→ **Exercise goal**: All entries below must be reproduced without a single change.

→ **Data in this exercise**:
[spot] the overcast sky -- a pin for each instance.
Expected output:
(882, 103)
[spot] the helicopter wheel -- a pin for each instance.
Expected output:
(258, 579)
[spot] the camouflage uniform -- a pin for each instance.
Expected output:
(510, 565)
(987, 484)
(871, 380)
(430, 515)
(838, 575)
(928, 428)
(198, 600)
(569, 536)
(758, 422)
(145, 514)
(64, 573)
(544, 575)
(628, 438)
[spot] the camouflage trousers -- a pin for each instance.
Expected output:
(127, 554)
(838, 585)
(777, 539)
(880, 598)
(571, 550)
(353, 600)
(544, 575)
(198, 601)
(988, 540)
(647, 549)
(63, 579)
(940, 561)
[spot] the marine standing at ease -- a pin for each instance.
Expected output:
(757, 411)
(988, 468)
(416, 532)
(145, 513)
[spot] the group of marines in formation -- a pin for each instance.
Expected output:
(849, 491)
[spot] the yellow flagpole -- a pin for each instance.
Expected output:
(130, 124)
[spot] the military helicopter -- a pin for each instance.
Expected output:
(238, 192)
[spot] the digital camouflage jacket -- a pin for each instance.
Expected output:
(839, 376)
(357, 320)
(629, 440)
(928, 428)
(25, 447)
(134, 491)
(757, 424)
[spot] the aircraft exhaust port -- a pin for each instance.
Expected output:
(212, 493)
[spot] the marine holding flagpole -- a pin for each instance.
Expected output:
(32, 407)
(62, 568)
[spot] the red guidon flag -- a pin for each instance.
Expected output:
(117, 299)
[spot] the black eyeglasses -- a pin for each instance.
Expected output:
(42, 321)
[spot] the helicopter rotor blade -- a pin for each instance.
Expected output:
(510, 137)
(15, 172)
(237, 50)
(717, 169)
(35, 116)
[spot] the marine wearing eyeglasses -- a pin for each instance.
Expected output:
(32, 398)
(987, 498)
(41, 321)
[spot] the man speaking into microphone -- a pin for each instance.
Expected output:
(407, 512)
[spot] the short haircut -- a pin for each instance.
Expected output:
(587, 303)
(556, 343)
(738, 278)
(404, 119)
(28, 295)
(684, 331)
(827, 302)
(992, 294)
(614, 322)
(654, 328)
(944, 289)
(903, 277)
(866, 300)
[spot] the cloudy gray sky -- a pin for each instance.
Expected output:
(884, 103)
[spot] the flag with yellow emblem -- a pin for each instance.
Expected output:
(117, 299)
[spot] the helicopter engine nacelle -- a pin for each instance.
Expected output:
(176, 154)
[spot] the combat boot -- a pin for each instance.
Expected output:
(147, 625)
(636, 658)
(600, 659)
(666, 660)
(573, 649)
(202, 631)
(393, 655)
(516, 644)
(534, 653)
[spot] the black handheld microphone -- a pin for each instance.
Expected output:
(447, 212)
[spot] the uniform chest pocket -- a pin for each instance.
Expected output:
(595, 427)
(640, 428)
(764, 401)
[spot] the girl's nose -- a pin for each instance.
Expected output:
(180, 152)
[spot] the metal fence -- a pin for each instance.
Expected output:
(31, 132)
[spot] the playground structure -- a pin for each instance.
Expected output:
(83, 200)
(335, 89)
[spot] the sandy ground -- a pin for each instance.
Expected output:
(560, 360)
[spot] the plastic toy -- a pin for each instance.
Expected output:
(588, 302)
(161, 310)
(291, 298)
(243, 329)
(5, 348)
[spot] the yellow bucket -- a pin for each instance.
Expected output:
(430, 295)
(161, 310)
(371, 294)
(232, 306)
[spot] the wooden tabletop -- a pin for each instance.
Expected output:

→ **Answer box**:
[spot] the overcast sky -- a pin for each instance.
Expected output:
(882, 103)
[spot] the helicopter wheel -- a pin for each instance.
Expected output:
(258, 579)
[spot] the camouflage uniform -- a pin for each instance.
Expected output:
(510, 565)
(987, 484)
(871, 380)
(430, 515)
(838, 575)
(928, 428)
(198, 600)
(569, 536)
(758, 422)
(145, 514)
(64, 573)
(544, 575)
(628, 438)
[spot] the camouflage trousers -- a pin for each instance.
Expected output:
(127, 554)
(838, 585)
(777, 539)
(880, 598)
(571, 550)
(353, 600)
(544, 575)
(198, 601)
(988, 540)
(647, 549)
(63, 579)
(940, 561)
[spot] the marine standing at ease -- a pin for each instance.
Expected output:
(757, 411)
(988, 468)
(416, 532)
(145, 513)
[spot] the group of marines in formation -- a pin for each instance.
Expected output:
(849, 491)
[spot] the yellow flagpole -- a pin for each instance.
Expected output:
(130, 124)
[spot] the military helicopter -- a pin for each instance.
Expected output:
(238, 192)
[spot] the digital camouflage jacket -- a pin for each instance.
Expected output:
(839, 376)
(357, 320)
(629, 440)
(928, 428)
(25, 447)
(134, 491)
(757, 424)
[spot] the aircraft exhaust port -- a pin for each instance.
Expected output:
(212, 493)
[spot] the marine holding flagpole -- a pin for each instance.
Expected output:
(32, 407)
(62, 568)
[spot] the red guidon flag -- a pin for each instance.
Expected output:
(117, 299)
[spot] the black eyeglasses -- a pin for each instance.
Expected output:
(42, 321)
[spot] the helicopter rotor blade -- a pin for each instance.
Expected output:
(510, 137)
(15, 172)
(237, 50)
(717, 169)
(35, 116)
[spot] the marine wearing eyeglasses -- a pin for each instance.
Expected output:
(32, 398)
(987, 498)
(41, 321)
[spot] the man speaking into microphone -- a pin for each instance.
Expected output:
(407, 512)
[spot] the short haircut -- a pin for each instance.
Expected output:
(587, 303)
(556, 343)
(738, 278)
(404, 119)
(28, 295)
(684, 331)
(827, 302)
(992, 294)
(614, 322)
(654, 328)
(944, 289)
(903, 277)
(866, 300)
[spot] the cloudy gray sky -- a pin for each instance.
Expected output:
(884, 103)
[spot] the flag with yellow emblem -- a pin for each instance.
Expected output:
(117, 299)
[spot] the helicopter engine nacelle -- a pin for each instance.
Expected output:
(176, 154)
[spot] the combat boot -- a pin for each instance.
Expected output:
(147, 625)
(636, 658)
(600, 659)
(666, 660)
(573, 649)
(202, 631)
(393, 655)
(516, 644)
(534, 653)
[spot] the black handheld microphone -- a pin for each instance.
Expected output:
(447, 212)
[spot] the uniform chest pocket -- a pin for each instance.
Expected output:
(595, 427)
(640, 428)
(764, 401)
[spot] the girl's nose -- a pin for each instance.
Expected output:
(180, 152)
[spot] the metal fence -- a pin for each instance.
Expected output:
(31, 132)
[spot] the playground structure -- a pin for each instance.
Expected output:
(83, 200)
(335, 89)
[spot] the sandy ground -- a pin for each instance.
Expected output:
(560, 360)
[spot] the plastic toy -- a pin for each instance.
Expected output:
(588, 302)
(161, 310)
(291, 298)
(243, 329)
(5, 348)
[spot] the yellow bucket -- a pin for each instance.
Expected output:
(430, 295)
(161, 310)
(371, 294)
(232, 306)
[spot] the wooden tabletop -- a pin for each instance.
Expected output:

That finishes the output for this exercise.